▸ PAGE EXCERPT:
● ● ● ● ● ● ●
Also, something that people persistly can’t seem to understand is that, within a given SSD product line, a 3.84 TB MU SSD and a 3.2 TB WI SSD are hardware-wise the exact same 4 TiB = 4.4 TB SSD, just with different firmware parameters that set aside more (WI) or less (MU) spare NAND cells.
And because yes, we tend to overestimate our actual DPWD needs, a fair part of these spare cells end up to be unused. This is wasted capacity, it comes with a cost, and this is something worth working on, at the very least by collecting usage data in the telemetry, for people to get a better grasp of what they actually use and need.
I know that (at least some…) hyperscalers go even further and purchase SSDs with special firmware that allows them (among other things) to manage cell wear-levelling their own way and optimize it to their specific workloads, thus reducing this waste and the associated cost to basically nothing.
@G
I have some 7.68TB Micron 9300 Pro 1DWPD NVMe drives in a Software Defined Storage Array. We got them in 2019 and after 5 years of use that includes development DBs they are at 4% used according to SMART. We also have a VMware vSAN array using P4800X as the cache drive and WD Gold (rebranded Ultrastar DC SN640s) as the capacity drives. After 4 years of use with even more DBs in that cluster they show 0% used in SMART. You are 100% correct that people overestimate how much will be written to the drives. Unless you have a storage network that can handle the extra IOPS by the MU drives 99.999% of the time the RI (1DWPD) drives will last longer than the SAN. Heck I have 2 240GB Intel D3-S4510s acting as a write cache for a NAS. Those are 2DWPD disks that I set to a higher over-provisioning. After 4 years of HEAVY writes they still have 35% life left.
● ● ● ● ● ● ●
▸ Point localization data:

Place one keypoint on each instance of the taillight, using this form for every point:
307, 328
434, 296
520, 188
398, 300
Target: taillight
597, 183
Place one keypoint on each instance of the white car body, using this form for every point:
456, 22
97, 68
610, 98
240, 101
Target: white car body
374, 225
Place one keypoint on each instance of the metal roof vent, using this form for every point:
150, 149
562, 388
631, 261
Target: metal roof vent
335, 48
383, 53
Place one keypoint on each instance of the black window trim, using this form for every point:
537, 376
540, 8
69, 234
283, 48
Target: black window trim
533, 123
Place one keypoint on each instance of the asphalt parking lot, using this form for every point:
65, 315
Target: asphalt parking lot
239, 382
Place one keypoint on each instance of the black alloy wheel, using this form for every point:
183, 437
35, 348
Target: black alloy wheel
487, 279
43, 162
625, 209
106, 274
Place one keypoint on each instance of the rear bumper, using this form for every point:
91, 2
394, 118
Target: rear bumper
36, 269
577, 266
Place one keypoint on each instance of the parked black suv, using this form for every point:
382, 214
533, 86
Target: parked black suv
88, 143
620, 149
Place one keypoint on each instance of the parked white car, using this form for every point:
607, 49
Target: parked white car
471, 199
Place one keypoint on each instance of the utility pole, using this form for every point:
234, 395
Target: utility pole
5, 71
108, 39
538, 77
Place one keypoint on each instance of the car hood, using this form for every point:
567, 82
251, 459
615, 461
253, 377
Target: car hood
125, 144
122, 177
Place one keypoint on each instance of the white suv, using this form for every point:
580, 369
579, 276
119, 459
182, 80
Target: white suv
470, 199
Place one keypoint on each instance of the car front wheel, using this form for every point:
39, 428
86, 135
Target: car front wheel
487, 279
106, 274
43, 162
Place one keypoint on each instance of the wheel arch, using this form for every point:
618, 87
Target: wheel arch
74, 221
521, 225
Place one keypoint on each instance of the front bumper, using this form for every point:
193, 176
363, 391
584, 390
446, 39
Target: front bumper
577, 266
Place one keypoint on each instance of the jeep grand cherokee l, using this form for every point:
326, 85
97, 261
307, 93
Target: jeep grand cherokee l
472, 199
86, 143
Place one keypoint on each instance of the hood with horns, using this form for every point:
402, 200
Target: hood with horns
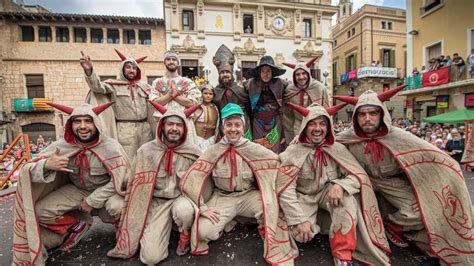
82, 110
314, 111
134, 62
184, 115
368, 98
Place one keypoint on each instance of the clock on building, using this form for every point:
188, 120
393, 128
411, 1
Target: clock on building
278, 23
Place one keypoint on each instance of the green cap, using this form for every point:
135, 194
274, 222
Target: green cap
231, 109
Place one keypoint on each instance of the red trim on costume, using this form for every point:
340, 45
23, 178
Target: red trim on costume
343, 245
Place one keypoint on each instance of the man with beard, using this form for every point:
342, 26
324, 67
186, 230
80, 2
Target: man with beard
235, 177
154, 199
127, 122
424, 185
266, 96
82, 173
228, 91
303, 92
318, 173
176, 92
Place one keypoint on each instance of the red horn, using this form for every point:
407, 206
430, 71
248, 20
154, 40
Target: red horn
334, 109
300, 109
67, 109
290, 65
160, 108
385, 96
188, 112
312, 61
347, 99
140, 59
100, 108
122, 57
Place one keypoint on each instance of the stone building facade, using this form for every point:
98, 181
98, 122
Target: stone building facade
372, 43
39, 58
289, 31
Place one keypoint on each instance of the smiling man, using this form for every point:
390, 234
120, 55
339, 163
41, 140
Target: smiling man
155, 200
318, 177
432, 206
303, 91
176, 92
85, 172
243, 175
127, 121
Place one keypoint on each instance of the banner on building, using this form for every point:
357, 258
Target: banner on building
377, 72
442, 101
436, 77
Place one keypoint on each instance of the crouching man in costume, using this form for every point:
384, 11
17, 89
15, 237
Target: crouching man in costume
243, 174
303, 92
127, 120
425, 185
83, 172
318, 173
154, 199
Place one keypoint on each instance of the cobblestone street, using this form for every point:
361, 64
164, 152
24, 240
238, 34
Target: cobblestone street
240, 247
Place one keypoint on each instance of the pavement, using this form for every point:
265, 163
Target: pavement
242, 246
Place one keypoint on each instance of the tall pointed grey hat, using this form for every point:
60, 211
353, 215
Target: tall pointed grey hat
224, 59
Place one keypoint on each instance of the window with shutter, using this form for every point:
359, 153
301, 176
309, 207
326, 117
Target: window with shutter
34, 86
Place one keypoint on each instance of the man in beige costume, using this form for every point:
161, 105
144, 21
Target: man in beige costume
303, 92
424, 185
154, 199
176, 92
85, 172
243, 174
318, 173
127, 122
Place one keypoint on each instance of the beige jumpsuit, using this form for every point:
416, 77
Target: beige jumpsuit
301, 200
130, 108
167, 205
234, 195
96, 186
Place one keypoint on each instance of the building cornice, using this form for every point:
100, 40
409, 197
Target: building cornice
60, 17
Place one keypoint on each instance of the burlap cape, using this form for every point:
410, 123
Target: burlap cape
140, 190
108, 115
316, 92
369, 219
29, 238
437, 181
264, 164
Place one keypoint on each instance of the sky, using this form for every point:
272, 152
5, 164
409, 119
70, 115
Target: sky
148, 8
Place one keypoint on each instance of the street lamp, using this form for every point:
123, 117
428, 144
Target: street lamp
325, 75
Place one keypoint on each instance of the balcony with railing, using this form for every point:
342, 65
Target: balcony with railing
32, 105
443, 78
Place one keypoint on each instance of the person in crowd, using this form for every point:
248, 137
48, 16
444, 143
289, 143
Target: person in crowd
266, 92
227, 90
83, 174
418, 180
455, 146
319, 176
127, 120
236, 177
154, 199
206, 119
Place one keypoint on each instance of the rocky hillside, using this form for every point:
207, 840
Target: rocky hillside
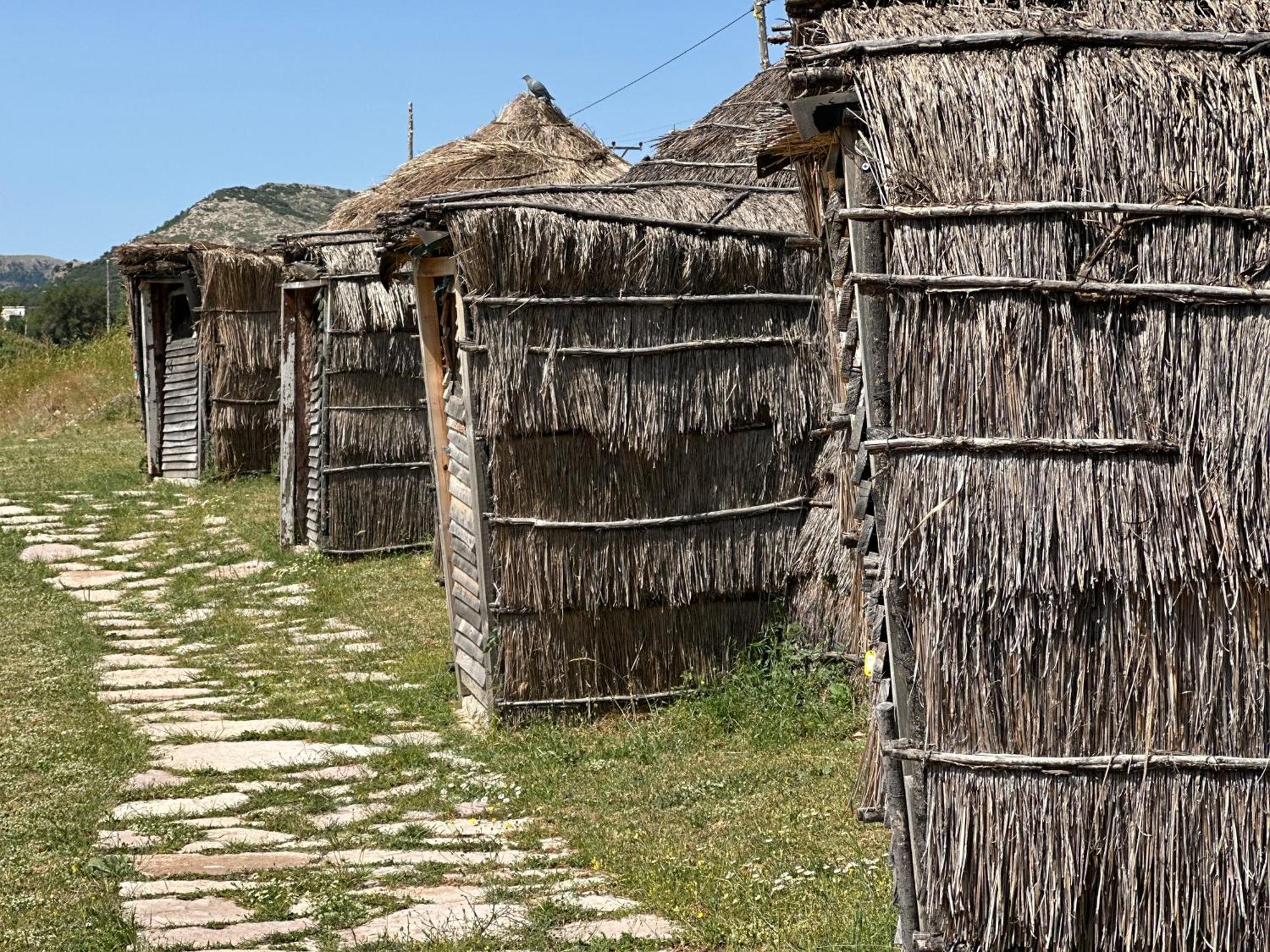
29, 271
253, 218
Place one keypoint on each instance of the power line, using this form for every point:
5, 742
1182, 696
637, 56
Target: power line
662, 67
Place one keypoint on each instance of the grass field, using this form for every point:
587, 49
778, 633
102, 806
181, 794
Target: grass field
731, 813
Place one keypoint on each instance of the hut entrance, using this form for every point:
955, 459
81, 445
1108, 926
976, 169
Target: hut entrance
177, 385
303, 305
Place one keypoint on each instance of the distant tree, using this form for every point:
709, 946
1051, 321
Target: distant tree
69, 313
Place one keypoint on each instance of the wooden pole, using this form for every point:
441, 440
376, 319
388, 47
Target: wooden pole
761, 16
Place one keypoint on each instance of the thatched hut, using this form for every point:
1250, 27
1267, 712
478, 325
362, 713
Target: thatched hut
1052, 216
205, 338
358, 472
628, 379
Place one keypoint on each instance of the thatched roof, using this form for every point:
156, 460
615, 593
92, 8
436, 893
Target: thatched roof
714, 149
1066, 606
531, 143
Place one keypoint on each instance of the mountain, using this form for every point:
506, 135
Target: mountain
30, 271
253, 218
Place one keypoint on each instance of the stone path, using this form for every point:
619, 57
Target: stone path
252, 830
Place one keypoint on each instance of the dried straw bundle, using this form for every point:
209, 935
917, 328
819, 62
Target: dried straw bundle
380, 508
545, 571
531, 143
695, 473
1065, 605
623, 653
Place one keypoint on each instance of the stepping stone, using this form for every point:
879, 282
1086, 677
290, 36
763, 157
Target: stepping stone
129, 545
137, 889
242, 571
410, 739
130, 661
154, 780
341, 772
185, 865
124, 840
149, 677
413, 857
596, 902
231, 937
55, 553
97, 596
438, 922
96, 579
228, 731
149, 696
349, 816
145, 644
639, 927
163, 913
189, 568
181, 807
228, 757
237, 837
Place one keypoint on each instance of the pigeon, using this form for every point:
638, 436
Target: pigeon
538, 89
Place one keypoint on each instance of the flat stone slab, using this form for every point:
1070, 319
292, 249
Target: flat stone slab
55, 553
228, 731
228, 757
639, 927
410, 739
154, 780
135, 661
96, 597
138, 889
150, 696
181, 807
231, 937
438, 922
93, 579
237, 837
413, 857
164, 913
241, 571
349, 816
149, 677
184, 865
145, 644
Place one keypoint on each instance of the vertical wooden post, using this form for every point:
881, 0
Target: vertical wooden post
150, 379
289, 491
869, 255
761, 16
439, 433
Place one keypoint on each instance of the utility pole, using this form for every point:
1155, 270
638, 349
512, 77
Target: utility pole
761, 16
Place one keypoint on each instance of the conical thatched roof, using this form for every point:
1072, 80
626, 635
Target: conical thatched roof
714, 149
531, 143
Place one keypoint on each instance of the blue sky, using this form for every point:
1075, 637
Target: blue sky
117, 116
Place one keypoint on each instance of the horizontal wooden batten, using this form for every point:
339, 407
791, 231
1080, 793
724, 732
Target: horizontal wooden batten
982, 284
655, 351
378, 466
1019, 445
1015, 39
906, 751
721, 516
1006, 210
647, 301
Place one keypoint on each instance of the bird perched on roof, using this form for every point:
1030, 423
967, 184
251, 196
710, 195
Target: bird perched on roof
538, 89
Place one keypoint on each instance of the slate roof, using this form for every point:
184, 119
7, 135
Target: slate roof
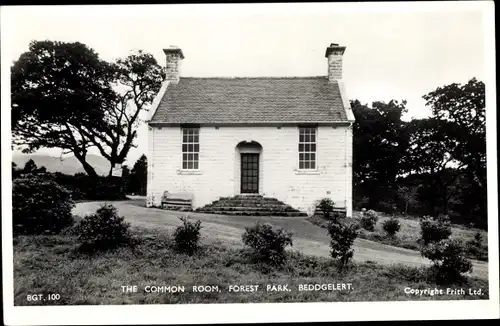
251, 100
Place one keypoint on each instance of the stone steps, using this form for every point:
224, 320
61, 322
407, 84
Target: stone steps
256, 213
253, 209
249, 205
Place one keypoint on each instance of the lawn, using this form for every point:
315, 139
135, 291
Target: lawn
52, 265
409, 234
● ● ● ● ● ● ●
▸ EXPLORE THE MATERIAL:
**A)** According to the SSD discussion, why does a fair part of the spare NAND cells end up unused?
**B)** List every drive model or product name mentioned in the reply within the SSD discussion.

▸ ANSWERS FOR THIS EXERCISE:
**A)** A fair part of the spare cells goes unused because people tend to overestimate their actual DWPD needs. The drives are configured with more spare capacity than their real write usage requires.

**B)**
- Micron 9300 Pro
- P4800X
- WD Gold
- Ultrastar DC SN640
- Intel D3-S4510